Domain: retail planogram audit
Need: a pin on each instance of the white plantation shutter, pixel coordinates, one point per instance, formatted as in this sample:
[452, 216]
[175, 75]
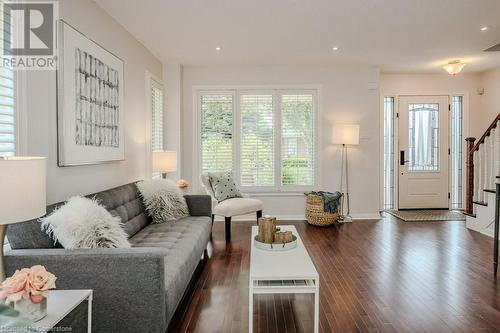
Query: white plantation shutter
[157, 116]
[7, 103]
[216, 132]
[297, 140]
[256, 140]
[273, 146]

○ ○ ○

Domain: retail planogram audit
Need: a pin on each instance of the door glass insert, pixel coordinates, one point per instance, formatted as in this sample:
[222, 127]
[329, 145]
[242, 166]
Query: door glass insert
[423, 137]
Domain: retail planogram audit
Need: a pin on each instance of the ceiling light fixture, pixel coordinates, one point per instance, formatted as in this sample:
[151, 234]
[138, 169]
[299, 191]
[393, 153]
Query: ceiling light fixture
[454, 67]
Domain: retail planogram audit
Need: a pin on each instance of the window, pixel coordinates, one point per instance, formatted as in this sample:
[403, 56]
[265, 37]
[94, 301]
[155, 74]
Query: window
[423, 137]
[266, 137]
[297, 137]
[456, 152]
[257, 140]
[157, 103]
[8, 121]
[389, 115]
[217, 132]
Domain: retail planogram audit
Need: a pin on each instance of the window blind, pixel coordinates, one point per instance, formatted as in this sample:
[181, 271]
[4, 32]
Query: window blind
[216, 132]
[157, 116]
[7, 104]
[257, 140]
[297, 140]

○ ○ ○

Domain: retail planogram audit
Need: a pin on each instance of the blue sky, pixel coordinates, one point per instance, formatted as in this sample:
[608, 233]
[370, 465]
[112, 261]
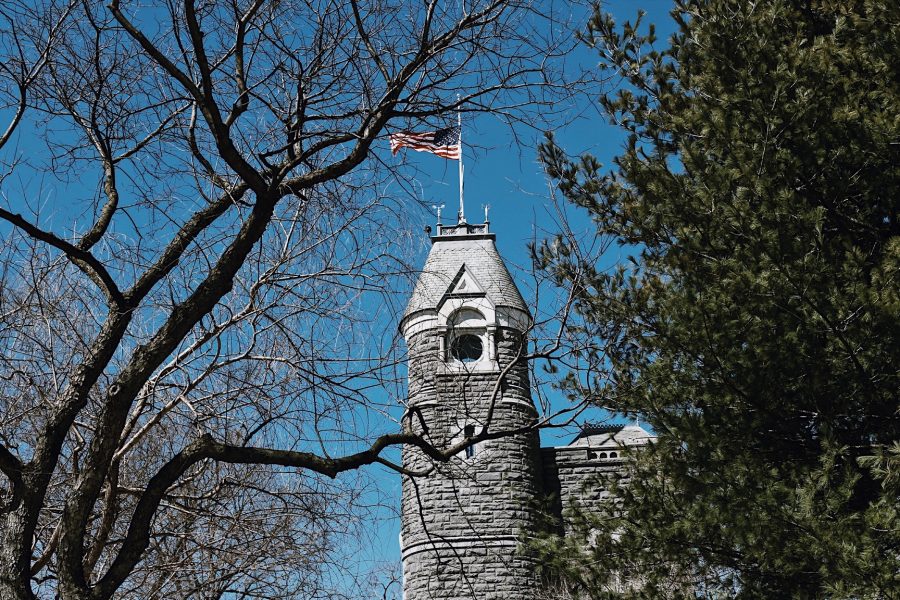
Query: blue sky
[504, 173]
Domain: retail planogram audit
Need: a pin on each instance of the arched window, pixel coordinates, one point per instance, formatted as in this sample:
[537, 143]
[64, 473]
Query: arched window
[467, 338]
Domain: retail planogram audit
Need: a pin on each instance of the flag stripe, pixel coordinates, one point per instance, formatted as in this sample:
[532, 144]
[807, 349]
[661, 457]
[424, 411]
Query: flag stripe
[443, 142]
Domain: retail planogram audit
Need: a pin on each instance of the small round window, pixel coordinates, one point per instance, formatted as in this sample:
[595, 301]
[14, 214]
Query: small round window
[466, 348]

○ ○ ○

Copy out every line of the material above that contains the string "this".

Need: a pin on each instance of the white plantation shutter, pixel coordinates, one point per instance, formatted as in this sample:
Need: a pin on each instance of the door glass insert, pixel coordinates, one point per instance, formatted as in this sample:
Need: a pin on each instance of the ceiling light fixture, pixel coordinates, one point per instance, formatted as in this sample:
Need: a pin on each instance of the window, pixel coordinates, one point per instance, formatted as in this sample:
Need: a pin on each instance of the window blind, pixel coordinates, one point per instance, formatted as in this sample:
Need: a pin on each instance of the blue sky, pixel coordinates, one point per instance, formatted as in this sample:
Need: a pin on each instance of the arched window, pixel coordinates, one point per instance, formatted as in this sample:
Need: a pin on each instance of the flag stripe, pixel coordinates, one point per instance, formatted as in this sample:
Need: a pin on each instance of the small round window, pixel coordinates, one point per instance, formatted as in this sample:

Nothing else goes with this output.